>>>

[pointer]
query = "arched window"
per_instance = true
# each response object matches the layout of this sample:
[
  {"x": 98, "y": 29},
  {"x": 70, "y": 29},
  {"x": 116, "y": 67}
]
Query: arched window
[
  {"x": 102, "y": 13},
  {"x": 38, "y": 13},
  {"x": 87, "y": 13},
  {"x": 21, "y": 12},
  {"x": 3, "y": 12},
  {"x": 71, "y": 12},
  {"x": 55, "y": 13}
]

<<<

TASK REQUIREMENTS |
Convert every line above into a JSON list of strings, one string per line, leaving out any blank lines.

ANSWER |
[
  "[pointer]",
  "query = \"arched window\"",
  "per_instance = true",
  "# each response object matches the layout of this sample:",
  "[",
  "  {\"x\": 98, \"y\": 29},",
  "  {\"x\": 70, \"y\": 29},",
  "  {\"x\": 116, \"y\": 67}",
  "]",
  "Query: arched window",
  "[",
  "  {\"x\": 102, \"y\": 13},",
  "  {\"x\": 38, \"y\": 13},",
  "  {\"x\": 87, \"y\": 13},",
  "  {\"x\": 21, \"y\": 12},",
  "  {\"x\": 3, \"y\": 12},",
  "  {\"x\": 71, \"y\": 12},",
  "  {\"x\": 55, \"y\": 13}",
  "]"
]